SELECTED PASSAGE START

Decontaminating Waters Of Pathogenic Micro-Organisms
Water is life, a timeless adage that cannot be over-emphasized. Water has been a vital component for the survival of all living organisms from human to plants and even to the tiniest of organisms on earth. Despite water covering nearly two thirds of the earth’s surface, with 97% being salty, only 0.75% of the freshwater is available for living organisms outside the salty water bodies. This forms the background of global water scarcity. Rapid population growth has led to increased water demand for industrial plants, agricultural activities and domestic use. While global warming has been the reason for shrinking glaciers and ice caps, the earths largest reservoir of freshwater; sub Saharan African (SSA) countries are faced with harsh climatic conditions and erratic rainfall patterns further exacerbating issues of water scarcity.
Water and environmental pollution is an emerging problem in the world today. Physical, chemical and biological contaminants are the major causes of water pollution. Eroded soil particles, industrial effluents, septic tank effluents, microbial landfills contents and wastes indiscriminately dumped have all found their way into the water ways and water reservoirs through surface run offs. It is estimated that two thirds of the 160m people using surface waters live in SSA with majority of them directly using untreated waters for domestic use.

SELECTED PASSAGE END
RECORDS SUPPLIED START

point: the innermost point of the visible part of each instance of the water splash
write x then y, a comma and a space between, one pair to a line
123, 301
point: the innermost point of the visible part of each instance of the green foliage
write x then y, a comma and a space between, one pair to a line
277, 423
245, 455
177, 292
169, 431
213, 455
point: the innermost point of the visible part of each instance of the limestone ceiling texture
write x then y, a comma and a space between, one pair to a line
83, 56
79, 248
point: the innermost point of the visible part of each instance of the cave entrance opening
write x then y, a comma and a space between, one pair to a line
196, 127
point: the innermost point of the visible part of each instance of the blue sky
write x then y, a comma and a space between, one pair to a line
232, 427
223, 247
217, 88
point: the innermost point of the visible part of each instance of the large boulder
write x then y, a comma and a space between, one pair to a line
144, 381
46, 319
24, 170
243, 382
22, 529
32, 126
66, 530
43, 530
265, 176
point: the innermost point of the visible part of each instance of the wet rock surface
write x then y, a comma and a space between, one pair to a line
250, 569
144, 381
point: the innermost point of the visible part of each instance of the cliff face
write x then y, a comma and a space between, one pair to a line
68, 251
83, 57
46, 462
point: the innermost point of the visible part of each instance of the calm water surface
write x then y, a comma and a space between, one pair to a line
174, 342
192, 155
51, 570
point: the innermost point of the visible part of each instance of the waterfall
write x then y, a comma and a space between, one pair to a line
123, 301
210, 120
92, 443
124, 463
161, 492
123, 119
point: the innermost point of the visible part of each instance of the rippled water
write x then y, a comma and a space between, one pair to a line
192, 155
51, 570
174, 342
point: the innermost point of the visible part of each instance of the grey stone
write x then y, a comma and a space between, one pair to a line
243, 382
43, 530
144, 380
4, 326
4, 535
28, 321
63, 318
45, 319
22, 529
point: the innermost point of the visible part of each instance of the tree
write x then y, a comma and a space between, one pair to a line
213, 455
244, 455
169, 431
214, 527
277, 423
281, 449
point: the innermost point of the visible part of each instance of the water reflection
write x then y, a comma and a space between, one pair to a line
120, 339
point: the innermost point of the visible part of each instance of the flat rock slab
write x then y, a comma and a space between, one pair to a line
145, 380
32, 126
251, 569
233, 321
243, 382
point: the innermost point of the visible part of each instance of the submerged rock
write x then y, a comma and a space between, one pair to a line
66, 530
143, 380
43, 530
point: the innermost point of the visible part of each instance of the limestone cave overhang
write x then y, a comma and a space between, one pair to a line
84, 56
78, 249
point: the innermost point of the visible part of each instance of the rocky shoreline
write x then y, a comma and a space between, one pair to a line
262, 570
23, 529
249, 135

RECORDS SUPPLIED END

● WHAT YOU SHOULD DO
Reproduce the water decontamination text word for word, beginning at "Decontaminating Waters Of" and stopping after "of water scarcity.".

● RESULT OF THE EXERCISE
Decontaminating Waters Of Pathogenic Micro-Organisms
Water is life, a timeless adage that cannot be over-emphasized. Water has been a vital component for the survival of all living organisms from human to plants and even to the tiniest of organisms on earth. Despite water covering nearly two thirds of the earth’s surface, with 97% being salty, only 0.75% of the freshwater is available for living organisms outside the salty water bodies. This forms the background of global water scarcity. Rapid population growth has led to increased water demand for industrial plants, agricultural activities and domestic use. While global warming has been the reason for shrinking glaciers and ice caps, the earths largest reservoir of freshwater; sub Saharan African (SSA) countries are faced with harsh climatic conditions and erratic rainfall patterns further exacerbating issues of water scarcity.